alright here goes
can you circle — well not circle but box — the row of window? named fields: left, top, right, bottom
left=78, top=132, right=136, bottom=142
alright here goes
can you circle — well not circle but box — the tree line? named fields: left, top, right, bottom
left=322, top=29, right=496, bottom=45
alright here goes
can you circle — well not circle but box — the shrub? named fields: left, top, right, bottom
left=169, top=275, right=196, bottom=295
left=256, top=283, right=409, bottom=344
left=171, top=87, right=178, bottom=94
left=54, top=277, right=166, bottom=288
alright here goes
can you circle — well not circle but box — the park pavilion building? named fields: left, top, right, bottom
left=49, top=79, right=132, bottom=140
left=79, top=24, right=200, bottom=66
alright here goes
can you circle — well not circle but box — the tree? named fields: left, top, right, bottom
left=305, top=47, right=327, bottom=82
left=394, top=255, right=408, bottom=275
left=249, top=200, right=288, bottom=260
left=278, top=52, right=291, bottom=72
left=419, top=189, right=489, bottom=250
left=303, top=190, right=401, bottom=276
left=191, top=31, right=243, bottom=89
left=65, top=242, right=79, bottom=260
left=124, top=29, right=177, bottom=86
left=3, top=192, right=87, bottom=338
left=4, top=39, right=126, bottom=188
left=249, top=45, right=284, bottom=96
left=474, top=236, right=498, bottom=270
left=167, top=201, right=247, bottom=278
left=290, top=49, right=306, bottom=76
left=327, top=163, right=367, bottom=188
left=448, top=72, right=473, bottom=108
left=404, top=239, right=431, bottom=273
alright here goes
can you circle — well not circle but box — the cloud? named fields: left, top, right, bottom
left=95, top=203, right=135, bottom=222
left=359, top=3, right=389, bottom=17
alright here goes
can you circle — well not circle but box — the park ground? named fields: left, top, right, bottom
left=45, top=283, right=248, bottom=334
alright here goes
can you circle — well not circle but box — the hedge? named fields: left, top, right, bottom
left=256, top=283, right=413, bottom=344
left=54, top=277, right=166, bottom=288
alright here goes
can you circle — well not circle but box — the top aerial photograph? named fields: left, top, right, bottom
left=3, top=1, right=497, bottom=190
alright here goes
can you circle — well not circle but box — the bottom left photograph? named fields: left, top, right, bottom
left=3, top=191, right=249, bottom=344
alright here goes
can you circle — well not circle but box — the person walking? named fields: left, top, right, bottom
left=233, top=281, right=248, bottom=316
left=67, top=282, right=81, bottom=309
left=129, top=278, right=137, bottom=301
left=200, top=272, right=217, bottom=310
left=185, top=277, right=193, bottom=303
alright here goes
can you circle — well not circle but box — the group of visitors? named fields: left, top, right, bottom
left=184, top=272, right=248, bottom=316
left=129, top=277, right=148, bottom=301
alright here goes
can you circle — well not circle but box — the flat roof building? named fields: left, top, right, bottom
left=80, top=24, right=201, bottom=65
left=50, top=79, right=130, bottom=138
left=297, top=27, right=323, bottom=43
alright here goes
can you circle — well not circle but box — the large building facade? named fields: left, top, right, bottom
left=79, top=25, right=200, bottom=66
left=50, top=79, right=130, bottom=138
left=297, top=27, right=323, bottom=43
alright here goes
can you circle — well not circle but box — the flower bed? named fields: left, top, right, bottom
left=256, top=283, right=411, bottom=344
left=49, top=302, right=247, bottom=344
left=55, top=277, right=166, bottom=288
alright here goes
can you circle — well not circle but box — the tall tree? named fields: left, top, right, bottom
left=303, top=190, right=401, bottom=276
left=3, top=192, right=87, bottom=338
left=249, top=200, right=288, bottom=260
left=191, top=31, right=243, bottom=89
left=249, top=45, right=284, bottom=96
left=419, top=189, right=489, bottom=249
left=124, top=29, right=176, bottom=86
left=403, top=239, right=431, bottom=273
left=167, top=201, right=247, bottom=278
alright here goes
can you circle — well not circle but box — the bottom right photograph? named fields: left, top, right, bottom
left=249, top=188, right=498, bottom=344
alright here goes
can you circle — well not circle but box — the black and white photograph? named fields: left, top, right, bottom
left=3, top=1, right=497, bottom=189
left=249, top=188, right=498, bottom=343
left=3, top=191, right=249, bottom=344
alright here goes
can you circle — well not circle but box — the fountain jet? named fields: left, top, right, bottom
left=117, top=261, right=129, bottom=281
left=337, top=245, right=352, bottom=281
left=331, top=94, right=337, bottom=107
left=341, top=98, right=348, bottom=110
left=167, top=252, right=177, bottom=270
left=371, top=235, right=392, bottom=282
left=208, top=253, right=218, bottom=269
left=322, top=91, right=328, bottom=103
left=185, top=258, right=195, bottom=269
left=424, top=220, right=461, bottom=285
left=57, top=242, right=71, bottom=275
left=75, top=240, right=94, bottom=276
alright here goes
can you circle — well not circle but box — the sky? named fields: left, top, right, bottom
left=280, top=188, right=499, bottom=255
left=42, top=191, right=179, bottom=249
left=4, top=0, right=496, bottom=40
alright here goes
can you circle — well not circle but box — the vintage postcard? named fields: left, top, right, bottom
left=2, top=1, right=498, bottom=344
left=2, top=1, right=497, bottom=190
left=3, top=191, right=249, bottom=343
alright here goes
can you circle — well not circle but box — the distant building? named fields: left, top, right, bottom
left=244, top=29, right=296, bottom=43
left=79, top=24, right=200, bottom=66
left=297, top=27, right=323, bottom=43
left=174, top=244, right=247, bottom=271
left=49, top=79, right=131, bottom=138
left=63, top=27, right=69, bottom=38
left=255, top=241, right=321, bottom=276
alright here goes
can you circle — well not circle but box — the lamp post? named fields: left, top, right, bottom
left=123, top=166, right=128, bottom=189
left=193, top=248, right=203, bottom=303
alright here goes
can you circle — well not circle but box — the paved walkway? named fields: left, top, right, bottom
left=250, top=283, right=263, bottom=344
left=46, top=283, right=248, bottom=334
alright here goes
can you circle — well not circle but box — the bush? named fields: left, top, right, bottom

────────────────

> [TASK ITEM]: Write the whole listing out again, exactly as it appears above.

> [EXERCISE OUTPUT]:
alright here goes
can you circle — well not circle but box — the row of window? named fields: left, top, right, bottom
left=78, top=132, right=136, bottom=142
alright here goes
can you circle — well not circle but box — the tree line? named fields: left, top, right, bottom
left=322, top=29, right=496, bottom=45
alright here goes
can you circle — well not circle but box — the shrub? named fields: left, top, right, bottom
left=169, top=275, right=196, bottom=295
left=256, top=283, right=409, bottom=344
left=171, top=87, right=178, bottom=94
left=54, top=277, right=166, bottom=288
alright here goes
can you circle — well not circle but box — the park pavilion building? named fields: left, top, right, bottom
left=49, top=79, right=132, bottom=140
left=79, top=24, right=200, bottom=66
alright here goes
can you circle — well not circle but box — the tree? named fields: left, top, right, bottom
left=305, top=47, right=327, bottom=82
left=394, top=255, right=408, bottom=275
left=249, top=200, right=288, bottom=260
left=278, top=52, right=291, bottom=72
left=419, top=189, right=489, bottom=250
left=303, top=190, right=401, bottom=276
left=191, top=31, right=243, bottom=89
left=65, top=242, right=79, bottom=260
left=124, top=29, right=177, bottom=86
left=3, top=192, right=87, bottom=338
left=4, top=39, right=126, bottom=188
left=249, top=45, right=284, bottom=96
left=474, top=236, right=498, bottom=270
left=167, top=201, right=247, bottom=278
left=290, top=49, right=306, bottom=76
left=327, top=163, right=367, bottom=188
left=448, top=72, right=473, bottom=108
left=404, top=239, right=431, bottom=273
alright here goes
can you circle — well not circle but box — the cloud? named fields: left, top, right, bottom
left=95, top=203, right=135, bottom=222
left=359, top=3, right=389, bottom=17
alright here goes
can you circle — well not circle but box — the park ground? named fields: left, top, right, bottom
left=45, top=283, right=248, bottom=334
alright here goes
can you circle — well not circle but box — the hedge? named fields: left, top, right, bottom
left=256, top=283, right=413, bottom=344
left=54, top=277, right=166, bottom=288
alright here goes
can you circle — well not circle but box — the top aerial photograph? named fields: left, top, right, bottom
left=3, top=1, right=497, bottom=190
alright here goes
can you circle — well not circle but box — the bottom left photograph? named fields: left, top, right, bottom
left=3, top=191, right=249, bottom=344
alright here goes
can you circle — well not circle but box — the person walking? named fields: left, top, right, bottom
left=233, top=281, right=248, bottom=316
left=67, top=282, right=81, bottom=309
left=129, top=278, right=137, bottom=301
left=200, top=272, right=217, bottom=310
left=185, top=277, right=193, bottom=303
alright here goes
can you circle — well not circle but box — the group of visitors? named fields: left, top, right, bottom
left=184, top=272, right=248, bottom=316
left=129, top=277, right=148, bottom=301
alright here goes
can you circle — well not circle but box — the flat roof building? named fields: left, top, right, bottom
left=80, top=24, right=201, bottom=65
left=50, top=79, right=130, bottom=138
left=297, top=27, right=323, bottom=43
alright here goes
can you circle — well not circle but box — the large building facade? named fields: left, top, right, bottom
left=79, top=25, right=200, bottom=66
left=50, top=79, right=130, bottom=138
left=297, top=27, right=323, bottom=43
alright here goes
can you circle — well not circle but box — the flower bed? named fields: left, top, right, bottom
left=256, top=283, right=411, bottom=344
left=49, top=302, right=247, bottom=344
left=55, top=277, right=166, bottom=288
alright here goes
can you circle — well not circle but box — the tall tree? named fields: left, top, right, bottom
left=303, top=190, right=401, bottom=276
left=3, top=192, right=87, bottom=338
left=249, top=200, right=288, bottom=260
left=191, top=31, right=243, bottom=89
left=249, top=45, right=284, bottom=96
left=419, top=189, right=489, bottom=249
left=124, top=29, right=176, bottom=86
left=403, top=239, right=431, bottom=273
left=167, top=201, right=247, bottom=278
alright here goes
can you circle — well not circle but box — the bottom right photograph? named fields: left, top, right, bottom
left=249, top=188, right=498, bottom=344
alright here goes
can you circle — well not circle but box — the black and white photograph? named fields: left, top, right, bottom
left=3, top=1, right=497, bottom=189
left=249, top=188, right=498, bottom=343
left=3, top=191, right=249, bottom=344
alright here goes
can you circle — well not circle but box — the fountain jet? named fields: left, top, right, bottom
left=117, top=261, right=129, bottom=281
left=337, top=245, right=352, bottom=281
left=331, top=94, right=337, bottom=107
left=341, top=98, right=348, bottom=110
left=167, top=252, right=177, bottom=270
left=371, top=235, right=392, bottom=282
left=208, top=253, right=218, bottom=269
left=322, top=91, right=328, bottom=103
left=185, top=258, right=195, bottom=269
left=424, top=220, right=461, bottom=285
left=57, top=242, right=71, bottom=275
left=75, top=240, right=94, bottom=276
alright here goes
can you circle — well not circle but box — the sky? named fields: left, top, right, bottom
left=280, top=188, right=499, bottom=255
left=42, top=191, right=179, bottom=249
left=4, top=0, right=496, bottom=40
alright here goes
can you circle — well not circle but box — the vintage postcard? named fields: left, top, right, bottom
left=2, top=1, right=498, bottom=344
left=2, top=1, right=497, bottom=190
left=3, top=191, right=249, bottom=343
alright here goes
can you circle — well not circle but box — the distant building? named fields: left, top, right, bottom
left=244, top=29, right=296, bottom=43
left=79, top=24, right=200, bottom=66
left=297, top=27, right=323, bottom=43
left=174, top=244, right=247, bottom=271
left=49, top=79, right=131, bottom=138
left=63, top=27, right=69, bottom=38
left=255, top=241, right=321, bottom=276
alright here goes
can you circle — well not circle but box — the lamp post? named fields: left, top, right, bottom
left=123, top=166, right=128, bottom=189
left=193, top=248, right=203, bottom=303
alright here goes
can you circle — well not circle but box — the paved walkway? named fields: left, top, right, bottom
left=250, top=283, right=263, bottom=344
left=46, top=283, right=248, bottom=334
alright here goes
can you circle — well not circle but box — the bush? named fields: left, top, right, bottom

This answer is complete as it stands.